## [What you have to do]
Copy each of the items below word for word, without the pictures.

## Start Material for this exercise

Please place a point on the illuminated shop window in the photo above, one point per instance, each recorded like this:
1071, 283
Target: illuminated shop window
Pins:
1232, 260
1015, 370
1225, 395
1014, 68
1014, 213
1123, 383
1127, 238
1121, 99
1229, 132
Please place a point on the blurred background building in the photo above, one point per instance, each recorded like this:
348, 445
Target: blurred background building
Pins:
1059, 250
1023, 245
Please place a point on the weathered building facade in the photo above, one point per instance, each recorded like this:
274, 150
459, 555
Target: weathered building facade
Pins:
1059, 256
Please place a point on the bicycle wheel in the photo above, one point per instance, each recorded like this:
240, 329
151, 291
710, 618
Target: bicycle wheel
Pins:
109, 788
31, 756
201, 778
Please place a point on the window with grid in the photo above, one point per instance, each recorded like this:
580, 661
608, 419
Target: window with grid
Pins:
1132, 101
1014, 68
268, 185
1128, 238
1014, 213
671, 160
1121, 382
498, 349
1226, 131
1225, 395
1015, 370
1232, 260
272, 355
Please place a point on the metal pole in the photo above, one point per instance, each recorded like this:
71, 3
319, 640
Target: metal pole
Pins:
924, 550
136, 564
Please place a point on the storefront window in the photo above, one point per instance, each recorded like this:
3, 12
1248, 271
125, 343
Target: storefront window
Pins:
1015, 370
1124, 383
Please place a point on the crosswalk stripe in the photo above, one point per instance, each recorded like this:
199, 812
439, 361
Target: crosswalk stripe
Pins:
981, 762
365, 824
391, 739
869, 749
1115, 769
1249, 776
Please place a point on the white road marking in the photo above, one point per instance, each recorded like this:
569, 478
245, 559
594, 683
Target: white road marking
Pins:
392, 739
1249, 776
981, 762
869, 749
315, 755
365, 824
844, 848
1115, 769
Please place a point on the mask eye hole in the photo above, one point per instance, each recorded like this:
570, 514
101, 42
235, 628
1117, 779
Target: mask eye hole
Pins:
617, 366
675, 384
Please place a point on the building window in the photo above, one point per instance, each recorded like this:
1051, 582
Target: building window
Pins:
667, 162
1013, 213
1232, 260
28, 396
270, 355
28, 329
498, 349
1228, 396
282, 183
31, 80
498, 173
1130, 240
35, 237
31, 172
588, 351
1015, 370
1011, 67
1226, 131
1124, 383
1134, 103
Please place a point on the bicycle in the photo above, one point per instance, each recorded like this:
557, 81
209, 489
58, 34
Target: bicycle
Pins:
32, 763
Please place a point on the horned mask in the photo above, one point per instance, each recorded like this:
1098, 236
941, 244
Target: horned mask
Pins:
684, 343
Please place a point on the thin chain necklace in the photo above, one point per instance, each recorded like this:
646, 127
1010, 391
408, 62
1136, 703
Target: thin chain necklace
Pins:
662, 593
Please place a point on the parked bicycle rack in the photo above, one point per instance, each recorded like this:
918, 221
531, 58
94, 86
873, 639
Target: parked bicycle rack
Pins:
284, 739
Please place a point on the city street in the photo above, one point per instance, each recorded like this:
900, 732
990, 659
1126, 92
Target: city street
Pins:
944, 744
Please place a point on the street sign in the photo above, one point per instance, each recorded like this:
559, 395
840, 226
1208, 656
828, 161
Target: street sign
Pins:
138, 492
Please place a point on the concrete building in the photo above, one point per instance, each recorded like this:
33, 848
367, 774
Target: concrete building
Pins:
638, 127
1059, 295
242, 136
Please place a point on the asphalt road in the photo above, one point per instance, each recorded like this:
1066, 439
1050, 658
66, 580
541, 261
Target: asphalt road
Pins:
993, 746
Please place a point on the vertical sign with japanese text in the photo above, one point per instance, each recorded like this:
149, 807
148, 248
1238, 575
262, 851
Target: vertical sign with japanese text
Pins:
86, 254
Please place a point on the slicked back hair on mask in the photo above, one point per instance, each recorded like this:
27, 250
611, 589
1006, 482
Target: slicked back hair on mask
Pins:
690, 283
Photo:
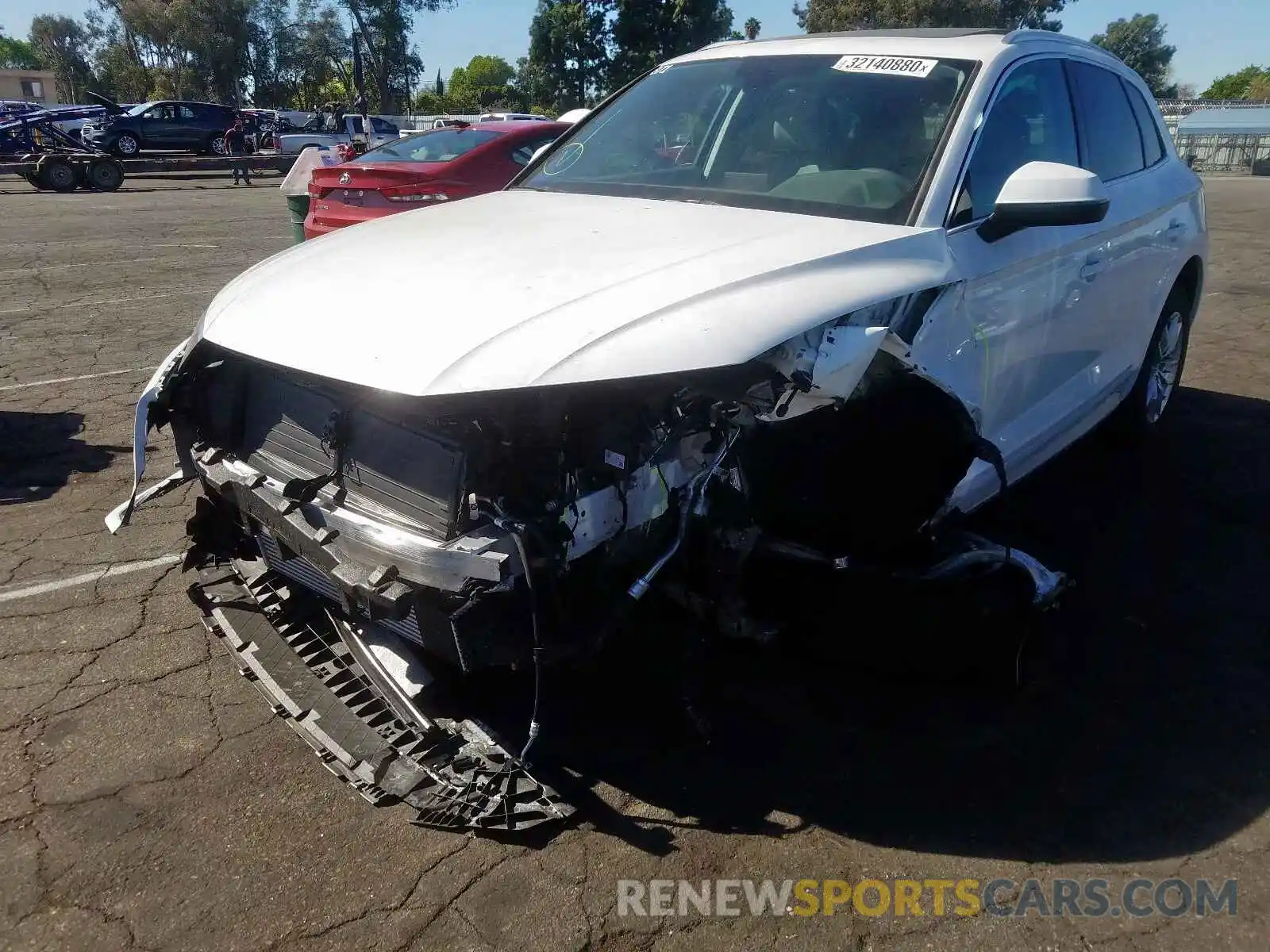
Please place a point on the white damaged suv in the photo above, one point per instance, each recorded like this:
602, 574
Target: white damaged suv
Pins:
800, 298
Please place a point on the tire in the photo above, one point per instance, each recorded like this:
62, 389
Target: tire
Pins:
1161, 371
59, 175
105, 175
126, 145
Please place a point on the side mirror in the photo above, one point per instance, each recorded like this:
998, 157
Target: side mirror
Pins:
1045, 194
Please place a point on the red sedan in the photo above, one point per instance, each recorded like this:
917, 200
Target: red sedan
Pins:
440, 165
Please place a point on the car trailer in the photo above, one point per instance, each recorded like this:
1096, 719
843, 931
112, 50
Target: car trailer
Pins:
50, 158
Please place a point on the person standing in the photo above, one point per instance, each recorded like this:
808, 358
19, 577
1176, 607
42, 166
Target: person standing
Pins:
235, 145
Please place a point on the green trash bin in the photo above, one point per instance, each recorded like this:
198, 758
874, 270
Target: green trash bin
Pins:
298, 209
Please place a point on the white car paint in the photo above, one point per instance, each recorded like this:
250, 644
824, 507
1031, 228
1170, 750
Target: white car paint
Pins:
1039, 334
718, 282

## End Material for this exercise

## [Final answer]
Please place a point on the illuminated shop window in the photo above, one point per instance, each recorded like this:
1071, 283
Target: illuminated shop window
Pins:
1232, 260
1015, 370
1225, 395
1014, 68
1014, 213
1123, 383
1127, 238
1121, 99
1229, 132
Please place a point on the blurred background building in the photo above, one point per instance, each recorded like this:
348, 445
Target: blurred background building
Pins:
1059, 250
1023, 245
Please place a point on the weathered building facade in the photo above, one point per instance, each recorded like this:
274, 150
459, 555
Target: weathered building facade
Pins:
1059, 256
Please place a point on the bicycle wheel in the photo above, one point per instance, each recorded like this:
240, 329
151, 291
710, 618
Target: bicycle wheel
Pins:
109, 788
31, 756
201, 778
Please place a point on the window with grid in the photo above, one point per instance, each recorded like this:
580, 661
608, 419
Target: window with grid
Pins:
1132, 101
1014, 68
268, 185
1128, 238
1014, 213
671, 160
1121, 382
498, 349
1226, 131
1225, 395
1015, 370
1232, 260
272, 355
Please place a point on the metal pole in the photo above, one point per instance, each recorded like this:
71, 3
319, 640
Target: metal pole
Pins:
924, 550
136, 564
Please place a point on the storefront window in the photo above, one point per instance, each recorded like this:
3, 12
1248, 271
125, 343
Target: storefront window
Pins:
1015, 370
1124, 383
Please place a point on the crosswalk stripe in the photo above, one point per instance, each recorded like this:
199, 812
439, 361
Target: crosswalk stripe
Pins:
981, 762
365, 824
391, 739
869, 749
1115, 769
1249, 776
Please place a point on the white road marking in the photo above, one point per instance, each recorded like this:
569, 478
245, 559
594, 683
Target: white road marking
Pins:
392, 739
1249, 776
981, 762
869, 749
315, 755
365, 824
844, 848
1115, 769
Please place a point on the mask eye hole in the photo above, one point per instance, each recorded like this:
570, 514
101, 42
235, 628
1117, 779
Target: mask eye hole
Pins:
617, 366
675, 384
Please place a point on the building window in the photo above, one point per instance, each recorded like this:
1051, 582
Target: building window
Pins:
667, 162
1013, 213
1232, 260
28, 396
270, 355
28, 329
498, 349
1228, 396
282, 183
31, 80
498, 173
1130, 240
35, 237
31, 172
588, 351
1015, 370
1011, 67
1226, 131
1124, 383
1134, 103
Please place a point on the bicycle in the photo above, one point per instance, each recorded like this:
557, 81
209, 489
58, 34
Target: bicycle
Pins:
32, 763
Please place a point on the horned mask in the photo above, one point per instance, each recorded like this:
1098, 236
941, 244
Target: horned mask
Pins:
684, 343
Please place a point on the thin chain necklace in the photo above, one point per instance, each recorded like this:
646, 127
1010, 391
408, 62
1136, 703
Target: thin chain necklace
Pins:
662, 593
Please place a point on the parked bicycle rack in the photo above, one point per instance, each recorded like this:
918, 221
531, 58
94, 86
873, 639
Target: parked bicycle rack
Pins:
284, 739
Please place a point on the city street in the photo above, one point per instance, each recorded like this:
900, 732
990, 659
1126, 92
Target: city street
Pins:
944, 744
Please place a point on the street sign in the photo above, one point per instance, each recorded like this:
559, 395
840, 226
1208, 656
828, 161
Target: street sign
Pins:
138, 492
Please place a point on the concrete building in the photo above, one point per instance, each recorded like this:
33, 848
367, 774
Target: concrete building
Pins:
638, 127
1059, 295
242, 136
Please place a point on the asphalt road in the photo above, one point per instance, each recorded like this:
1066, 439
1050, 658
66, 580
541, 261
Target: asphalt road
Pins:
993, 746
Please place a point on the vertical sign with japanese text in the photo above, one point per instance, each recorded like this:
149, 807
148, 248
1238, 575
262, 851
Target: vertical sign with japanese text
Pins:
86, 254
Please place a point on the slicked back hair on mask in the photo above, one point per instance, each recorded like this:
27, 250
611, 589
1006, 482
Target: slicked back hair on mask
Pins:
690, 283
Photo:
Please place a point on the white damaged suv in the photo above, one point per instance, each recorded like this:
602, 574
Target: white damaged suv
Pins:
800, 298
Please place a point on the tire in the photo above, one point per instance, each recorded like this:
62, 389
Target: tire
Pins:
1161, 371
59, 175
105, 175
126, 145
Please place a point on the side mirror in the photo above, one point per instance, each recorded like this:
998, 157
Target: side mirror
Pins:
1045, 194
Please place a point on the red sedan in the photo above, one point per instance, each recorded like this:
917, 200
Target: red sedan
Pins:
440, 165
Please place a point on the car trailer in the photo above, one point per instance, each recorded like this:
1096, 719
843, 931
112, 50
Target: car trailer
Pins:
50, 158
Please place a point on the person standing in the photo above, one point per instance, each recorded like this:
808, 358
19, 577
1176, 607
42, 166
Target: person standing
Pins:
235, 145
Please place a point on the green trash bin in the photo above, one point per instance, each recorded like this:
198, 758
874, 270
Target: green trash bin
Pins:
298, 209
Please place a point on the white car paint in the photo above, one point per instance, each recorded like this:
250, 644
824, 507
1031, 228
1170, 750
Target: white car paint
Pins:
1039, 334
718, 282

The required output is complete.